Puoi ricopiare parola per parola le righe dell'elenco, partendo da quella che contiene "In the photo above, where can the ear" e arrivando a quella che contiene "column 57, row 169", entrambe comprese?
------------------------
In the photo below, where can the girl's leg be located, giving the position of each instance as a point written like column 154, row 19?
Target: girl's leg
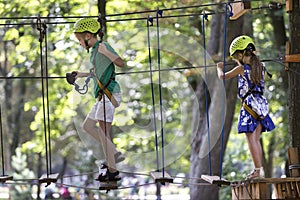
column 253, row 140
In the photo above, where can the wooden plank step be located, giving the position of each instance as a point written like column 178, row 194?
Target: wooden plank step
column 49, row 178
column 215, row 180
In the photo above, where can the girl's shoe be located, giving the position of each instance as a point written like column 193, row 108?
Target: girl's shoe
column 119, row 157
column 256, row 173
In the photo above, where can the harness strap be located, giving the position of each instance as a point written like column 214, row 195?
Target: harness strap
column 247, row 108
column 103, row 89
column 250, row 111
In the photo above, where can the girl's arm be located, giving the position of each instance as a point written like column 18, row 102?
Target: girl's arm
column 114, row 58
column 230, row 74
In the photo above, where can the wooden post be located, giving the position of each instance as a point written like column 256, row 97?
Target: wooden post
column 294, row 164
column 239, row 8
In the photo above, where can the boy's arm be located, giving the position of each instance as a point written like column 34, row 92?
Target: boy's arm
column 230, row 74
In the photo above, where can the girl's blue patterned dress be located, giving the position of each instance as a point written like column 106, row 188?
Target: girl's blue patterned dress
column 247, row 124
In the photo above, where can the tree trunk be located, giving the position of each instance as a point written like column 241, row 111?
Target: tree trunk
column 293, row 76
column 202, row 158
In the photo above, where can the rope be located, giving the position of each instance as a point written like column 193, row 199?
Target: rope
column 223, row 93
column 47, row 95
column 149, row 22
column 159, row 12
column 2, row 149
column 279, row 61
column 41, row 30
column 269, row 6
column 206, row 93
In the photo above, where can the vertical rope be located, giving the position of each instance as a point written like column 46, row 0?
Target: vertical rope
column 101, row 34
column 1, row 139
column 204, row 17
column 40, row 29
column 159, row 12
column 223, row 93
column 150, row 23
column 47, row 97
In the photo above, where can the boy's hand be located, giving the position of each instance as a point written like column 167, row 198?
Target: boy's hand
column 220, row 65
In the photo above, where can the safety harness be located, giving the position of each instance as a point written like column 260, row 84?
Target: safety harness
column 248, row 108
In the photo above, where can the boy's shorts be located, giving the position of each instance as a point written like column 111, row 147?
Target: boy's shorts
column 97, row 112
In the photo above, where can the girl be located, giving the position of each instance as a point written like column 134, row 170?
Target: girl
column 254, row 117
column 104, row 58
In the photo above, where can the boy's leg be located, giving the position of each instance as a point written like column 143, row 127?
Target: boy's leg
column 89, row 125
column 107, row 148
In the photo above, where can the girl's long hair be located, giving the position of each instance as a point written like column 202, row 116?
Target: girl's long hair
column 256, row 73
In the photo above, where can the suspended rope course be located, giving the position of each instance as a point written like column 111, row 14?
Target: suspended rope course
column 159, row 176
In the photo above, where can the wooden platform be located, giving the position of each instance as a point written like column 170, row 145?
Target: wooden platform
column 109, row 185
column 159, row 177
column 284, row 188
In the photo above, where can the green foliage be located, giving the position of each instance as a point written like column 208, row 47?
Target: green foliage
column 133, row 128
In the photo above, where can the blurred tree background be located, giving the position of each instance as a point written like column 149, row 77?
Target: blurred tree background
column 184, row 35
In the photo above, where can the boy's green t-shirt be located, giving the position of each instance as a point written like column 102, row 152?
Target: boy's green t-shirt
column 105, row 69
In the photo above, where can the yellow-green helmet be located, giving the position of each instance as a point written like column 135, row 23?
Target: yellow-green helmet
column 241, row 43
column 86, row 24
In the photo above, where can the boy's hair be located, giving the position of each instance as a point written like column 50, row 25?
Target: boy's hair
column 87, row 25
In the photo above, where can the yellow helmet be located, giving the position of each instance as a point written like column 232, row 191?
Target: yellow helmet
column 86, row 24
column 241, row 43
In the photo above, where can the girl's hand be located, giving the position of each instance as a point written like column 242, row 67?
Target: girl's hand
column 220, row 65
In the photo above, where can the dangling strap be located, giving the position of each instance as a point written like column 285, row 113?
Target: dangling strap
column 250, row 111
column 106, row 91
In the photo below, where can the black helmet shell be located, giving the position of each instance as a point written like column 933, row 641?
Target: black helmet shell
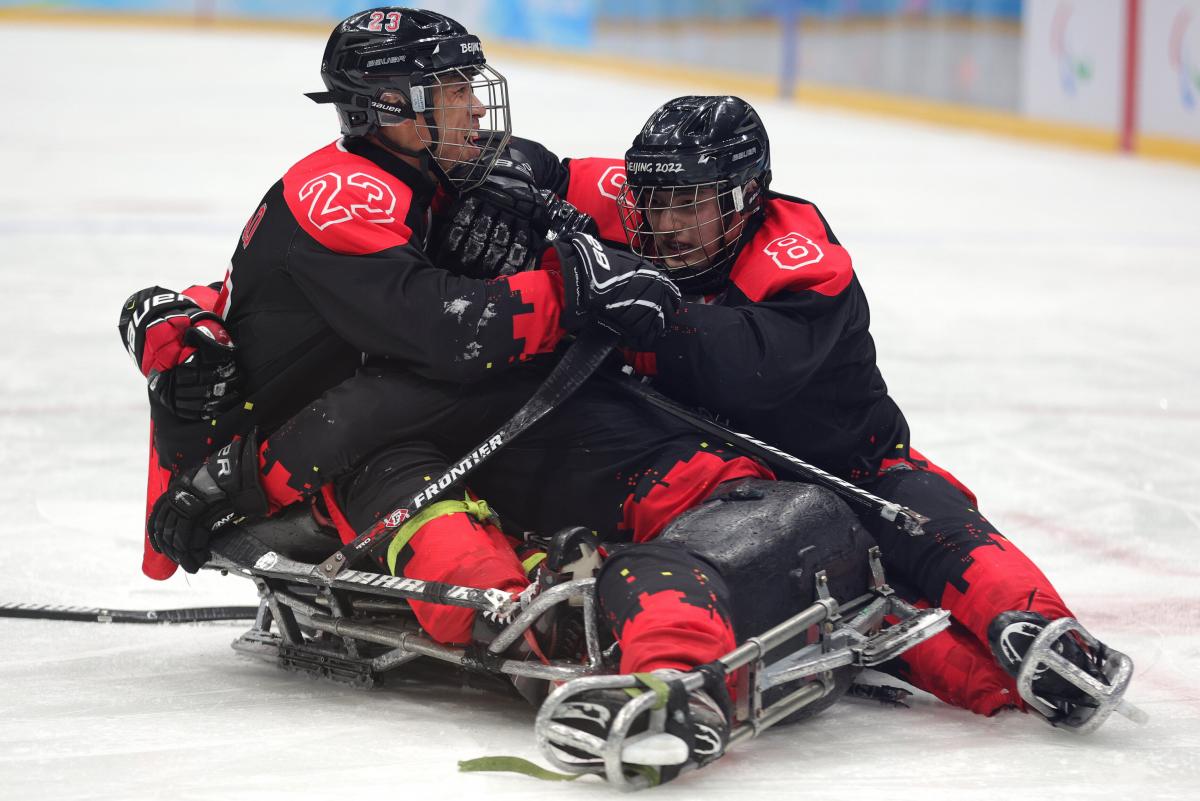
column 390, row 48
column 700, row 139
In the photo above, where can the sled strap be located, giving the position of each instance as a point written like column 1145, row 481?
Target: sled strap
column 526, row 768
column 477, row 509
column 514, row 765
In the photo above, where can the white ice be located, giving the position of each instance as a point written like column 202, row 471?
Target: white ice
column 1036, row 318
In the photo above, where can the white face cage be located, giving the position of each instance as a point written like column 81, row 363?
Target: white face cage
column 688, row 230
column 471, row 112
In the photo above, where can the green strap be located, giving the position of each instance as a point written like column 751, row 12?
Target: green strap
column 478, row 510
column 655, row 685
column 533, row 561
column 515, row 765
column 526, row 768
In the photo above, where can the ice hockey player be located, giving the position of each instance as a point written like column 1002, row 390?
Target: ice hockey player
column 331, row 265
column 774, row 336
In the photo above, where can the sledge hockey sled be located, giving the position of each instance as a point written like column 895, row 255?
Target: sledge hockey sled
column 358, row 627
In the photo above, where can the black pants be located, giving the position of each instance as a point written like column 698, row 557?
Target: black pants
column 601, row 459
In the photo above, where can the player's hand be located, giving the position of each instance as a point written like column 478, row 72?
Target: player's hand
column 499, row 227
column 185, row 353
column 617, row 289
column 196, row 506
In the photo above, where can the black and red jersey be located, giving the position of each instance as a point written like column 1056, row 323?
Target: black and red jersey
column 331, row 265
column 785, row 351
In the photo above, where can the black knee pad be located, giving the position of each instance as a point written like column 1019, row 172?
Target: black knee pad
column 652, row 567
column 768, row 540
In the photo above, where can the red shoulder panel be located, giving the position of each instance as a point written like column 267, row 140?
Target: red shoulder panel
column 791, row 252
column 593, row 190
column 204, row 296
column 347, row 203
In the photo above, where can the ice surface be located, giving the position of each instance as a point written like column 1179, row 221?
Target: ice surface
column 1035, row 317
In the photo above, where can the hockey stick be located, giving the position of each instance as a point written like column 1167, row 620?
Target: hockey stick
column 582, row 359
column 904, row 517
column 97, row 615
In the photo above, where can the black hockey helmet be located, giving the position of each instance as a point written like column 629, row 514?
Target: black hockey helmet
column 385, row 66
column 694, row 175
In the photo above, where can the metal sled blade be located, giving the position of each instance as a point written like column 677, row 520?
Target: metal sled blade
column 1108, row 698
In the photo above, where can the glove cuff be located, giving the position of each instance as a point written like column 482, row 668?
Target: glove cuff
column 575, row 309
column 234, row 469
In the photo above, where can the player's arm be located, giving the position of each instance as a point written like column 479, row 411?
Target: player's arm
column 396, row 303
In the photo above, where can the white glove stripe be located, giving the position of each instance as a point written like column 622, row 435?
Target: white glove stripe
column 640, row 301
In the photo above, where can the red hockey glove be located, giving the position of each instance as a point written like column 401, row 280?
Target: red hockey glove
column 184, row 351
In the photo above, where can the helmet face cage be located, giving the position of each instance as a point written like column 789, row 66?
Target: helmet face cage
column 691, row 232
column 461, row 116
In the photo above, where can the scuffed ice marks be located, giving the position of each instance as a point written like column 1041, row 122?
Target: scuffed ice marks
column 459, row 307
column 456, row 307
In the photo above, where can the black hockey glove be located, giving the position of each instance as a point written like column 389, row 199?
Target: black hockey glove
column 499, row 227
column 226, row 489
column 184, row 351
column 616, row 288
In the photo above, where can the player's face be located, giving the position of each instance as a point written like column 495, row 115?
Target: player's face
column 688, row 226
column 457, row 110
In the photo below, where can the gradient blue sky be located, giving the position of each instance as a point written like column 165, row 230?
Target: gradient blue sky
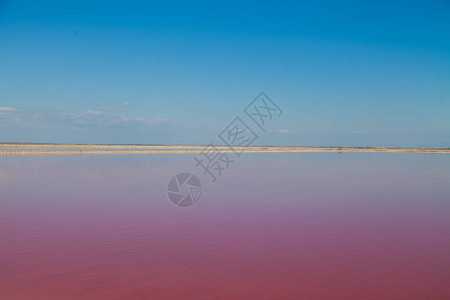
column 356, row 73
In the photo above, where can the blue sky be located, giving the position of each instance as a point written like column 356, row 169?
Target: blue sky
column 349, row 73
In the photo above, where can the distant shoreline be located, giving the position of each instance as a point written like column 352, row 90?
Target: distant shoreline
column 30, row 149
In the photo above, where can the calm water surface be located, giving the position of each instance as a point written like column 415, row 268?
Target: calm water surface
column 275, row 226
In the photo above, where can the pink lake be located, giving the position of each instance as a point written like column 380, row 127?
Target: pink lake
column 274, row 226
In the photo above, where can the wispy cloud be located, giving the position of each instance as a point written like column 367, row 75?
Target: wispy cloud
column 115, row 107
column 8, row 109
column 286, row 131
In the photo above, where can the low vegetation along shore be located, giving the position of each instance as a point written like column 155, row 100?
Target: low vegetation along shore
column 20, row 149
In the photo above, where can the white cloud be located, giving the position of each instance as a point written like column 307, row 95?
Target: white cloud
column 93, row 112
column 8, row 109
column 115, row 107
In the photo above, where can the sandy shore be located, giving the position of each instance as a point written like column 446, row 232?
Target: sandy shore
column 16, row 149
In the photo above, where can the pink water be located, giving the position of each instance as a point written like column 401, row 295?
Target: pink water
column 276, row 226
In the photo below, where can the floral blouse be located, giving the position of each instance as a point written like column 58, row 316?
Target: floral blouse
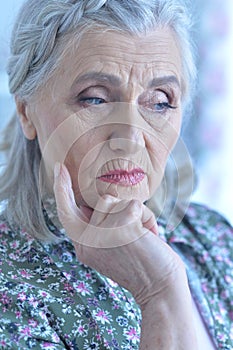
column 49, row 300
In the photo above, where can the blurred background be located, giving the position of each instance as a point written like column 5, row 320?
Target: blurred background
column 210, row 137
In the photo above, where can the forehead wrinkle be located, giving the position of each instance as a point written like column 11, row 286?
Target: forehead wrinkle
column 98, row 76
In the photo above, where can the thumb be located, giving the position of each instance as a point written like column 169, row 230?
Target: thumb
column 149, row 221
column 71, row 217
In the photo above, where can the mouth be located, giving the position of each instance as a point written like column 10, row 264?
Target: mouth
column 123, row 177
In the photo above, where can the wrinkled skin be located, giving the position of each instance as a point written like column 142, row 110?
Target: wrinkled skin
column 115, row 103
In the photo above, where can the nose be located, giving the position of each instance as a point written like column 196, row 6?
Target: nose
column 126, row 138
column 126, row 134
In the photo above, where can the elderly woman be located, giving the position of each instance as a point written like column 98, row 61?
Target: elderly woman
column 100, row 88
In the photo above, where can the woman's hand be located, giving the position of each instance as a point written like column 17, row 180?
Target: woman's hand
column 119, row 239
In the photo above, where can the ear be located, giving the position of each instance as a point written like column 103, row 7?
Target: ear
column 27, row 125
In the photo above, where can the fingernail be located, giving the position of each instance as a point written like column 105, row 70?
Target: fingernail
column 57, row 169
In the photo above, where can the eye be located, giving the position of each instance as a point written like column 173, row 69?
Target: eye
column 157, row 101
column 163, row 106
column 91, row 101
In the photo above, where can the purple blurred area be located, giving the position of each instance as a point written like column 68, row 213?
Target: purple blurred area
------------------------
▶ RISPOSTA AL PROBLEMA
In the photo above, where can the ear be located, giving the position of each instance as a point written like column 103, row 7?
Target: ear
column 27, row 125
In the photo above, where can the fingernail be located, giving the position of each instance as a point written like column 105, row 70?
Target: fingernail
column 57, row 169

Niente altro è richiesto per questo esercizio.